BRIEF
Go through the data below. Pull out every line that has the word "dark".

(DATA PROVIDED Opens)

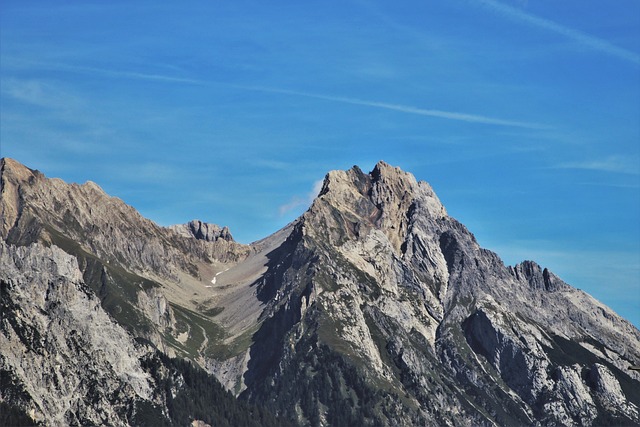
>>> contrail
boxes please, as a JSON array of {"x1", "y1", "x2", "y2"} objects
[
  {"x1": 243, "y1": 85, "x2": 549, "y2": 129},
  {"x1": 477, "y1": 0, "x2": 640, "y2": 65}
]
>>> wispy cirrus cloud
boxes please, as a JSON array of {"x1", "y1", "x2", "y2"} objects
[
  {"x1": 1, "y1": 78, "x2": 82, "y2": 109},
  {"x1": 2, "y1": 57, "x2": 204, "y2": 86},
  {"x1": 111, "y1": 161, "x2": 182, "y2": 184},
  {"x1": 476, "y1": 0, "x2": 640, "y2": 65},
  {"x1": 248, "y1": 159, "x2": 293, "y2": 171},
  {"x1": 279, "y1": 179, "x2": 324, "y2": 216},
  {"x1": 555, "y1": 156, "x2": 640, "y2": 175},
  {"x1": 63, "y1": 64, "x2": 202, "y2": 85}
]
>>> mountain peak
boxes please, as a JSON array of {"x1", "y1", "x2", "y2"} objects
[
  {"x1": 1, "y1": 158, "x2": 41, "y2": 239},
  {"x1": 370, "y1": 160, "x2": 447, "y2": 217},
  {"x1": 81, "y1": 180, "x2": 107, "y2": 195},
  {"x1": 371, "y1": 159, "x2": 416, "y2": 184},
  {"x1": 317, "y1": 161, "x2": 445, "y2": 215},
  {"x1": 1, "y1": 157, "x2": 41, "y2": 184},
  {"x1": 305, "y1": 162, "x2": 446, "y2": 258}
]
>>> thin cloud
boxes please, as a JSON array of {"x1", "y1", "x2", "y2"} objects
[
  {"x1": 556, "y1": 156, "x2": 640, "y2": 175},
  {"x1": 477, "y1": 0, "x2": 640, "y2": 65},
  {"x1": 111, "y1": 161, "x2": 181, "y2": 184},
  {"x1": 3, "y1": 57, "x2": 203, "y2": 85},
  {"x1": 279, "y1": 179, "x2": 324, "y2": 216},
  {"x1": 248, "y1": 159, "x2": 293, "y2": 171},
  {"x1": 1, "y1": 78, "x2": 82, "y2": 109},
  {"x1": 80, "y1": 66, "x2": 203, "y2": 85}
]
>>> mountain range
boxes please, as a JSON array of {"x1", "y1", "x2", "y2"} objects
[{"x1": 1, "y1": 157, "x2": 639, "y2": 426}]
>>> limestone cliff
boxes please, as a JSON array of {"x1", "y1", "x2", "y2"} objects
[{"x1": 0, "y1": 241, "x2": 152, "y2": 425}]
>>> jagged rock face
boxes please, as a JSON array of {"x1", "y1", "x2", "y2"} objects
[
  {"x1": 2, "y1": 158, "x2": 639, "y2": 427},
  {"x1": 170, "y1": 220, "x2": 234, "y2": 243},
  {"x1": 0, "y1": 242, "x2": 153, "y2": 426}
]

(DATA PROVIDED Closes)
(DATA PROVIDED Opens)

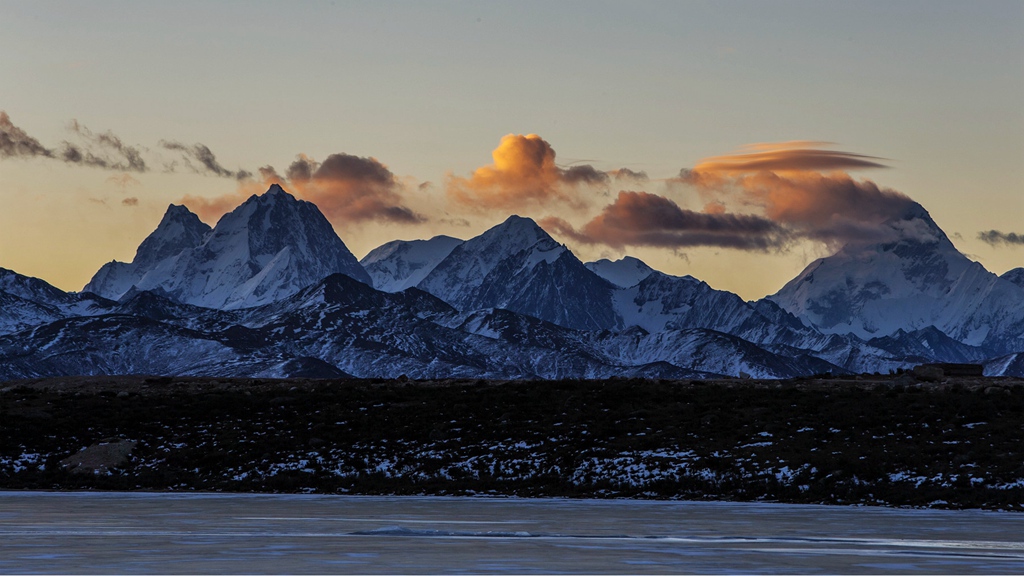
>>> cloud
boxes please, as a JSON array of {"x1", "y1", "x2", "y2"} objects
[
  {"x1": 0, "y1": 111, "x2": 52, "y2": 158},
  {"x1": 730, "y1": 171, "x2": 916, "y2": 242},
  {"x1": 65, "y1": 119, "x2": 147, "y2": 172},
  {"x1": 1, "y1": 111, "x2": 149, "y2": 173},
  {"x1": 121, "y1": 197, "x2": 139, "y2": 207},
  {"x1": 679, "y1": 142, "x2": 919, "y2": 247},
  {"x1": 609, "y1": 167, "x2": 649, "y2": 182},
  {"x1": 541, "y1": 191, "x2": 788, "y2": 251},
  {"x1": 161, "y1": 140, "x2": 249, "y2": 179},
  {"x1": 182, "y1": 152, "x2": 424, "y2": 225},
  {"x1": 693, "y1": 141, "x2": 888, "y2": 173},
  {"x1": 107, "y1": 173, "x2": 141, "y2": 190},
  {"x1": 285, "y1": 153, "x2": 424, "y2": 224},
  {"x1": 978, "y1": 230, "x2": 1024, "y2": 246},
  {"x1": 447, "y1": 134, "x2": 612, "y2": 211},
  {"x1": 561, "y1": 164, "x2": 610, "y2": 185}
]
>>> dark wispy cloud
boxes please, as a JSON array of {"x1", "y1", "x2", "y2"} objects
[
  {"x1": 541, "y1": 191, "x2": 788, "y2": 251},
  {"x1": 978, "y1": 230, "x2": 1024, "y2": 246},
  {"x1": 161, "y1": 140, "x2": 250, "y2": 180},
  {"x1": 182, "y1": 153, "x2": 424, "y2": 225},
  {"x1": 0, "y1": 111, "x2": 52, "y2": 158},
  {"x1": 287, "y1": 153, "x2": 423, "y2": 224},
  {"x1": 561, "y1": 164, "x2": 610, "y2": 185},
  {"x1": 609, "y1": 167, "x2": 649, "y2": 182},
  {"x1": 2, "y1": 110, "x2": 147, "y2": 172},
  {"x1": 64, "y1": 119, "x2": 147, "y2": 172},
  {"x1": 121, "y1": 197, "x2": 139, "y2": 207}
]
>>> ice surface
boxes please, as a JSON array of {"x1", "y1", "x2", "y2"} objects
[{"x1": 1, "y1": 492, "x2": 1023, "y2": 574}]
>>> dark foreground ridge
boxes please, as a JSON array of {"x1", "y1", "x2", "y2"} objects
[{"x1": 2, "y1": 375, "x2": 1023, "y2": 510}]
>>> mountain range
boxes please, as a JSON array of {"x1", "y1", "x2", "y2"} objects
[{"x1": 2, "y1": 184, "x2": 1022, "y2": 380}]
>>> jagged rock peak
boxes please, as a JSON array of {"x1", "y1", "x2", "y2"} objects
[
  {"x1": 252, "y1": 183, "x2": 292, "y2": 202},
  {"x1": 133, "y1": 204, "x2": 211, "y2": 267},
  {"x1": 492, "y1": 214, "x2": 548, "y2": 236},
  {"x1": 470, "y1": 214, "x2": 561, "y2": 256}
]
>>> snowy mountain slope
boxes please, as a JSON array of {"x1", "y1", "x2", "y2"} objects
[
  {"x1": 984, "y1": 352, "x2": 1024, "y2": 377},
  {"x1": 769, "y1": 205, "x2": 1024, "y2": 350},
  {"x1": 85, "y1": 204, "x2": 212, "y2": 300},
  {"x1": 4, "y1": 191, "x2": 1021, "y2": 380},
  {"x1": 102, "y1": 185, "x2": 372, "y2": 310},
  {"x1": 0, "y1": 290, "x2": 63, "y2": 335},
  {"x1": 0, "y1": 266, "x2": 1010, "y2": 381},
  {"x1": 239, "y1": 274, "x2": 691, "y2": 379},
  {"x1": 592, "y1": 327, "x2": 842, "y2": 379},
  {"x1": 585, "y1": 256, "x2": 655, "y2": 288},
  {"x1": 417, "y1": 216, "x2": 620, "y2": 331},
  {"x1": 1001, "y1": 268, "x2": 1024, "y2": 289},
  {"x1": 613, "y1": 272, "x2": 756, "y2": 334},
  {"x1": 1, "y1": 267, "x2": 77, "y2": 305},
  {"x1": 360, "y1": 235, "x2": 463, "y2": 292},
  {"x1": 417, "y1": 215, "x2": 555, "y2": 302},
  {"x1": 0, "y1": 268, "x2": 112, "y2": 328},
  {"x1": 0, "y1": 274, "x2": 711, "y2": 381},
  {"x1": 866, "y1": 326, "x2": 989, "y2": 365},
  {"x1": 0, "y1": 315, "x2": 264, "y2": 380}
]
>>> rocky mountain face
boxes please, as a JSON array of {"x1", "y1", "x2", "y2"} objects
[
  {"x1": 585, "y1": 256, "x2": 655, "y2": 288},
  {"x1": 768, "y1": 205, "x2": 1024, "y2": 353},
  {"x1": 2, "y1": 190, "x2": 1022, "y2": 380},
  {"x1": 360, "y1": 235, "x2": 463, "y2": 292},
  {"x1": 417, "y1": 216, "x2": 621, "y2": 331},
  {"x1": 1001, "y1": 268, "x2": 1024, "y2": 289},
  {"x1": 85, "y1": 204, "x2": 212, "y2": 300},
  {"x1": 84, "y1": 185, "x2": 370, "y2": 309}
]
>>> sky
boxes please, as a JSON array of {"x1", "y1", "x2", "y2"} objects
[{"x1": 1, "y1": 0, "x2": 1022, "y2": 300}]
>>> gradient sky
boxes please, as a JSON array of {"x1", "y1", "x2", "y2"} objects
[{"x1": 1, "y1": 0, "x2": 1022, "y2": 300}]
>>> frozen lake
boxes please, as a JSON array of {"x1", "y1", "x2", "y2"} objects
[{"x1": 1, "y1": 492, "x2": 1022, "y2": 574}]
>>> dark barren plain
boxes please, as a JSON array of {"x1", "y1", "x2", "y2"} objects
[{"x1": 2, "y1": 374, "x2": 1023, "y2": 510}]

(DATA PROVIDED Closes)

SOLUTION TO THE EXERCISE
>>> dark wispy cloud
>>> dark foreground ridge
>>> dark barren plain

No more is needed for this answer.